Required work ▸
1. Can you print the passage of the film article between "Sasha Enters Life ()" and "not believe this.", inclusive?
2. Could you output the entries from their first line through the line holding "20], [101, 17]]", both ends included, with the pictures left out?

Sasha Enters Life () is a 1957 remake of the 1956 film Tight Knot, a Soviet drama film directed by Mikhail Schweitzer. In 1988 the original film was restored under the original name, Tight Knot.

Plot 
The chairman of the collective farm takes Sasha Komelev, the son of the dead secretary of the district committee, to his house. Sasha not only began to work hard, but also went to college. He spends his free time with a girl named Katya, but she preferred the new secretary of the district party committee. The latter turns out to be a careerist who does not care about collective farms of the district, but Katya does not believe this.

Cast 
 Oleg Tabakov as Sasha Komelev
 Viktor Avdyushko as Pavel Mansurov
 Nikolai Sergeyev as Ignat Gmyzin
 Ivan Pereverzev as Party Leader
 Vladimir Yemelyanov as Party Leader
 Pavel Volkov as Murgin, collective farm chairman
 Valentina Pugachyova as Katya Zelentsova
 Valentina Berezutskaya as Nastya Baklushina
 Antonina Bogdanova as wife Gmyzina
 Yuriy Medvedev as Meshkov
 Svetlana Konovalova as Anna Mansurova
 Yelena Maksimova as Sasha's mother
 Maya Bulgakova	
 Oleg Yefremov
 Valentina Vladimirova as Pozdnyakova

Reviews
 Andrei Plakhov: Another landmark work on the ideological shelf should be considered the Tight Knot by Mikhail Schweitzer, where the criticism of the collective-farm order was clearly too acute for the Khrushchev Thaw to begin with. The film was savagely rewired and released under the idiotic title Sasha Enters Life, which forever discouraged Schweitzer from making a keen social film, and he devoted himself to screen versions of the classics.

[Entries from a dataset]

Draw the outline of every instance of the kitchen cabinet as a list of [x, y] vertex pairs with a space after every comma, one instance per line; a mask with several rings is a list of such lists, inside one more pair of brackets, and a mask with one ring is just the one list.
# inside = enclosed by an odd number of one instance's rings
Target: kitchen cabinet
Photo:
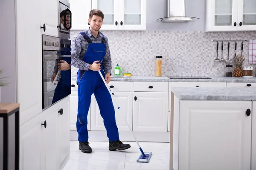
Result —
[[256, 6], [254, 0], [207, 0], [206, 31], [254, 31]]
[[[45, 26], [45, 30], [41, 29], [42, 34], [58, 37], [58, 0], [40, 0], [41, 25]], [[38, 11], [37, 12], [38, 12]]]
[[[119, 131], [128, 131], [130, 127], [132, 128], [133, 92], [132, 82], [113, 82], [108, 84], [113, 94], [112, 99], [116, 114], [116, 122]], [[94, 95], [92, 95], [91, 103], [91, 130], [106, 130], [103, 124], [103, 119], [100, 115], [99, 106]], [[120, 109], [117, 109], [117, 107]]]
[[[78, 107], [78, 96], [77, 95], [78, 85], [76, 84], [76, 81], [75, 80], [71, 80], [71, 94], [70, 95], [70, 130], [76, 130], [76, 120]], [[90, 105], [87, 116], [88, 123], [87, 129], [89, 130], [90, 130]]]
[[170, 167], [251, 169], [252, 102], [174, 99]]
[[87, 29], [89, 14], [92, 10], [91, 0], [70, 0], [70, 3], [72, 12], [71, 30]]
[[64, 167], [69, 159], [69, 109], [67, 96], [20, 126], [20, 169]]
[[172, 102], [171, 94], [173, 88], [175, 87], [188, 87], [198, 88], [204, 87], [225, 87], [226, 82], [169, 82], [168, 95], [168, 132], [170, 131], [171, 103]]
[[256, 88], [256, 82], [227, 82], [227, 88]]
[[145, 30], [146, 0], [92, 0], [104, 14], [101, 30]]
[[167, 132], [168, 82], [134, 82], [133, 131]]

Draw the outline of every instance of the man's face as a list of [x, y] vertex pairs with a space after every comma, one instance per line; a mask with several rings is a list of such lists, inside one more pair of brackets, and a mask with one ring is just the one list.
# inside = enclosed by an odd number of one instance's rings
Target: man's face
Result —
[[93, 15], [91, 20], [89, 19], [88, 22], [90, 28], [95, 31], [98, 31], [99, 30], [102, 25], [103, 20], [101, 17]]

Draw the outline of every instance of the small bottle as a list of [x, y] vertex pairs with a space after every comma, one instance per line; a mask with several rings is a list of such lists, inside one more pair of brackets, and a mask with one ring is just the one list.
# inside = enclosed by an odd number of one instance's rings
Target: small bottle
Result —
[[118, 65], [118, 64], [116, 65], [116, 67], [115, 67], [115, 75], [120, 76], [121, 75], [121, 68]]

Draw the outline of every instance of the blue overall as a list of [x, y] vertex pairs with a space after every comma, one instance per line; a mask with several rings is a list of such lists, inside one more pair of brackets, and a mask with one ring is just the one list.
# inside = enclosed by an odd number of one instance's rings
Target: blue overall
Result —
[[[71, 57], [62, 57], [61, 60], [67, 62], [68, 64], [71, 63]], [[52, 98], [52, 104], [58, 102], [69, 95], [71, 91], [71, 70], [60, 71], [61, 78], [54, 91], [54, 94]]]
[[[80, 33], [89, 43], [83, 61], [92, 64], [95, 61], [103, 61], [106, 52], [105, 39], [103, 36], [101, 43], [93, 43], [84, 32]], [[103, 77], [105, 74], [103, 67], [101, 70]], [[115, 110], [111, 95], [97, 71], [89, 70], [85, 71], [79, 69], [78, 72], [77, 82], [78, 85], [78, 109], [76, 128], [78, 133], [78, 140], [81, 142], [88, 141], [87, 115], [93, 93], [95, 96], [99, 105], [100, 115], [103, 119], [107, 135], [110, 142], [119, 140], [118, 129], [116, 122]], [[96, 114], [92, 113], [92, 114]]]

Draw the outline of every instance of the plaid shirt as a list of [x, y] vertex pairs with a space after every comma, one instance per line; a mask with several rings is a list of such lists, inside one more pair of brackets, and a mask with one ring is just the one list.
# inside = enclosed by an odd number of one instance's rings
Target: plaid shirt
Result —
[[[97, 37], [95, 38], [92, 34], [90, 28], [87, 30], [84, 31], [92, 41], [92, 43], [102, 43], [102, 35], [99, 31]], [[107, 37], [104, 35], [105, 39], [106, 53], [104, 60], [102, 63], [102, 66], [105, 74], [111, 74], [112, 69], [112, 61], [110, 56], [110, 51], [108, 47], [108, 40]], [[80, 34], [76, 35], [71, 41], [71, 65], [81, 70], [88, 71], [90, 64], [87, 63], [83, 61], [83, 58], [87, 50], [89, 43]]]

Responses to the exercise ▸
1.
Sasha Enters Life () is a 1957 remake of the 1956 film Tight Knot, a Soviet drama film directed by Mikhail Schweitzer. In 1988 the original film was restored under the original name, Tight Knot.

Plot 
The chairman of the collective farm takes Sasha Komelev, the son of the dead secretary of the district committee, to his house. Sasha not only began to work hard, but also went to college. He spends his free time with a girl named Katya, but she preferred the new secretary of the district party committee. The latter turns out to be a careerist who does not care about collective farms of the district, but Katya does not believe this.

2.
Draw the outline of every instance of the kitchen cabinet as a list of [x, y] vertex pairs with a space after every comma, one instance per line; a mask with several rings is a list of such lists, inside one more pair of brackets, and a mask with one ring is just the one list.
# inside = enclosed by an odd number of one instance's rings
Target: kitchen cabinet
Photo:
Result —
[[256, 6], [254, 0], [207, 0], [206, 31], [254, 31]]
[[[45, 26], [45, 30], [41, 29], [42, 34], [58, 37], [58, 0], [40, 0], [41, 25]], [[38, 11], [37, 12], [38, 12]]]
[[[119, 131], [128, 131], [130, 127], [132, 128], [133, 92], [132, 82], [113, 82], [108, 84], [113, 94], [112, 99], [116, 114], [116, 122]], [[94, 95], [92, 95], [91, 103], [91, 130], [106, 130], [103, 124], [103, 119], [100, 115], [99, 106]], [[120, 109], [117, 109], [117, 107]]]
[[[78, 107], [78, 96], [77, 95], [78, 85], [76, 84], [76, 81], [75, 80], [71, 80], [71, 94], [70, 95], [70, 130], [76, 130], [76, 120]], [[90, 105], [87, 116], [88, 123], [87, 129], [89, 130], [90, 130]]]
[[170, 167], [251, 169], [252, 102], [174, 99]]
[[87, 29], [89, 14], [92, 10], [91, 0], [70, 0], [70, 3], [72, 12], [71, 30]]
[[64, 167], [69, 159], [69, 109], [67, 96], [20, 126], [20, 169]]
[[172, 102], [171, 94], [173, 88], [175, 87], [188, 87], [198, 88], [204, 87], [225, 87], [226, 82], [169, 82], [168, 95], [168, 132], [170, 131], [171, 103]]
[[256, 88], [256, 82], [227, 82], [227, 88]]
[[145, 30], [146, 0], [92, 0], [104, 14], [101, 30]]
[[167, 132], [168, 82], [134, 82], [133, 131]]

Draw the outline of every instance of the man's face as a list of [x, y] vertex pairs with a space after every comma, one instance per line; a mask with several rings is a list of such lists, inside one more pair of brackets, and a mask with one ring is just the one list.
# inside = enclosed by an odd number of one instance's rings
Target: man's face
Result —
[[93, 15], [91, 20], [89, 19], [88, 22], [90, 28], [95, 31], [98, 31], [99, 30], [102, 25], [103, 20], [101, 17]]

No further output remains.